**** Text under study

2.1 Sensation vs. Perception
Sensation and Perception
After Chapter 2.1, you will be able to:
· Explain the pathway for a stimulus to reach conscious perception
· Connect the common sensory receptors to their functions
· Describe absolute threshold, threshold of conscious perception, and difference threshold
· Explain Weber’s law and signal detection theory
· Describe how sensory adaptation affects a difference threshold
In common parlance, we often use the terms “sensation” and “perception” interchangeably, as synonyms. However, in the field of psychology, these two terms have very specific definitions and are commonly contrasted. Sensation more appropriately aligns with transduction, which means taking the physical, electromagnetic, auditory, and other information from our internal and external environment and converting this information into electrical signals in the nervous system. Sensation is performed by receptors in the peripheral nervous system, which forward the stimuli to the central nervous system in the form of action potentials and neurotransmitters. Sensation can therefore be thought of as a raw signal, which is unfiltered and unprocessed until it enters the central nervous system.

********

What you need to do
(a) In the text on sensation and perception, where are the receptors that perform sensation located?
(b) Pick up the text on sensation and perception after its final sentence and continue it.

**** Supplied records

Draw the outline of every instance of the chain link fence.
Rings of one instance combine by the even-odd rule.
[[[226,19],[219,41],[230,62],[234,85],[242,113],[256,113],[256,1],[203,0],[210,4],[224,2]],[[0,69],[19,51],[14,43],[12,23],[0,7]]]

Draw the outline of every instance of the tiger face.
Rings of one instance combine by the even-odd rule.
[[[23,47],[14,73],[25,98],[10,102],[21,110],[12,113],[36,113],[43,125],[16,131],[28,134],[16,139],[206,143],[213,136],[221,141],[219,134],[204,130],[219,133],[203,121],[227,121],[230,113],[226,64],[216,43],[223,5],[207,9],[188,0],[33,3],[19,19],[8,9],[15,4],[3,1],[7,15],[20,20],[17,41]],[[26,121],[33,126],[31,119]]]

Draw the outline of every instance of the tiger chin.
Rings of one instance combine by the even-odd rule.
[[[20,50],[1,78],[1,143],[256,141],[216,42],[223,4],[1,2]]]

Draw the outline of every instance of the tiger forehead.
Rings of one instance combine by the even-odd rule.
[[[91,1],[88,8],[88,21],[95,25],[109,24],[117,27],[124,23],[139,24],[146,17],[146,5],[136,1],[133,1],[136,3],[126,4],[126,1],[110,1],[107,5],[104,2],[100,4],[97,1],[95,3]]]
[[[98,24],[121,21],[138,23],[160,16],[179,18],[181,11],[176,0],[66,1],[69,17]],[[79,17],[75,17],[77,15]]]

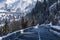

********

Replies
(a) In the peripheral nervous system.

(b)
Perception, on the other hand, refers to processing this information within the central nervous system in order to make sense of the information’s significance. The complex manipulations involved in perception include both the external sensory experience and the internal activities of the brain and spinal cord. Perception thus helps us make sense of the world. The difference between sensation and perception is key to the challenge of creating artificial intelligence: we can easily create sensors for robots to pick up information from their environment, but teaching them how to comprehend and respond to that information is far more challenging.
Sensory processing is a common topic on the MCAT; you should not only understand the definitions of these terms, but also be able to apply the concepts herein to your own day-to-day sensory experiences.
Sensory receptors are neurons that respond to stimuli by triggering electrical signals that carry information to the central nervous system. Physical objects outside of the body are referred to as distal stimuli. These objects often produce photons, sound waves, heat, pressure, or other stimuli that directly interact with sensory receptors; these sensory-stimulating byproducts are called proximal stimuli. For example, a campfire is a distal stimulus. The photons that are emitted by the fire, the sounds of crackling and popping, and the energetic gas particles that transfer heat energy are all proximal stimuli. So, proximal stimuli directly interact with and affect the sensory receptors, and thereby inform the observer about the presence of distal stimuli. Sensory receptors may encode multiple aspects of a stimulus. For example, photoreceptors respond to light and can encode not only the brightness of the light, but also its color and shape. The relationship between the physical nature of stimuli and the sensations and perceptions these stimuli evoke is studied in the field of psychophysics.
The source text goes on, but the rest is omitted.